**Tasks to carry out:**
• A. Who are all the authors named in the abstract on postoperative pain?
• B. How would you render this sentence from the abstract on postoperative pain in Spanish: "Yet EBP is less frequently employed despite its efficiency and importance."
• C. Could you repeat, word for word, the part of the abstract on postoperative pain that opens with the words containing "Introduction: The Evidence-Based" and closes with "are already provided."?

The Impact of Evidence-Based Practices on Postoperative Pain in Patients undergoing Gastrointestinal Surgery in Amiralmomenin Hospital in Zabol During 2014-2015 IC01-IC04

Maryam Jahantigh Haghighi, Hossein Shahdadi, Mahdieh Poodineh Moghadam, Abbas Balouchi

Correspondence
Dr. Hossein Shahdadi,
Ferdowsi St, Nursing and Midwifery Faculty, Zabol University of Medical Sciences,
Zabol, Postal Code: 9861456789, IR Iran.
E-mail: hosienshahdadi@gmail.com

Introduction: The Evidence-Based Practices (EBP), have gained considerable ground in treatment and care, increases the quality of nurses’ clinical care. Yet EBP is less frequently employed despite its efficiency and importance. Pain management is an important component of nursing care and sufficient pain control has still remained as a challenge despite routine nursing practices that are already provided.

Aim: The present study intended to define the impact of evidence-based nursing practices on postoperative pain in patients undergoing gastrointestinal surgery.

**Entries provided:**

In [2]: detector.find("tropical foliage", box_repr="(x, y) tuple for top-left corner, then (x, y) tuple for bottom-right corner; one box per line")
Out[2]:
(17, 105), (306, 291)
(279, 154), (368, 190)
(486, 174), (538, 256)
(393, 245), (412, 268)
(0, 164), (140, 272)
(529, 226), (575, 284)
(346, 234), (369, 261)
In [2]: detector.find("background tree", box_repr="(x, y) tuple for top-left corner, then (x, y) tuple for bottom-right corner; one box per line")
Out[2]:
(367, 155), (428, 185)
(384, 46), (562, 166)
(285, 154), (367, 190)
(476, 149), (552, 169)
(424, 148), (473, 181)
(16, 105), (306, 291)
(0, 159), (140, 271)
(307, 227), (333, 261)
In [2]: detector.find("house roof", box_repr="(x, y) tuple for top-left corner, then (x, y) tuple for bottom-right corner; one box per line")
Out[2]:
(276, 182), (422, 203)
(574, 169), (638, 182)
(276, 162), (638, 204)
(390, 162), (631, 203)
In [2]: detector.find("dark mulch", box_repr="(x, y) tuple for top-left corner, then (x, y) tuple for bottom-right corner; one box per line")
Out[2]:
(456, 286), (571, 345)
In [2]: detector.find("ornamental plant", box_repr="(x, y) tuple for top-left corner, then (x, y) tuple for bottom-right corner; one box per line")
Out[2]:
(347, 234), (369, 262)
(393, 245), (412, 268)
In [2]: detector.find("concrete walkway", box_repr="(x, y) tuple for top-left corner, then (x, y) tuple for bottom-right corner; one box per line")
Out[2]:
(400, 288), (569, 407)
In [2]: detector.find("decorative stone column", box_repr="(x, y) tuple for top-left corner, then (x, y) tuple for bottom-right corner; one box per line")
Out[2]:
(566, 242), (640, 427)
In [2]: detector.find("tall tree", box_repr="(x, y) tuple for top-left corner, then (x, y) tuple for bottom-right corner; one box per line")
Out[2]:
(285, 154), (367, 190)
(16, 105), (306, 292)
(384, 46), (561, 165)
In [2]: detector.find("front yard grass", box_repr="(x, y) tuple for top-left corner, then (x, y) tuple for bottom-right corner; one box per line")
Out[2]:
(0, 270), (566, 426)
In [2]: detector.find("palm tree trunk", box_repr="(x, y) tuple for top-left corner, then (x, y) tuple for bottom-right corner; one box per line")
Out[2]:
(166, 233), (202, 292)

**Written answers:**
• A. Maryam Jahantigh Haghighi, Hossein Shahdadi, Mahdieh Poodineh Moghadam, Abbas Balouchi

• B. Sin embargo, la EBP se emplea con menos frecuencia a pesar de su eficiencia e importancia.

• C.
Introduction: The Evidence-Based Practices (EBP), have gained considerable ground in treatment and care, increases the quality of nurses’ clinical care. Yet EBP is less frequently employed despite its efficiency and importance. Pain management is an important component of nursing care and sufficient pain control has still remained as a challenge despite routine nursing practices that are already provided.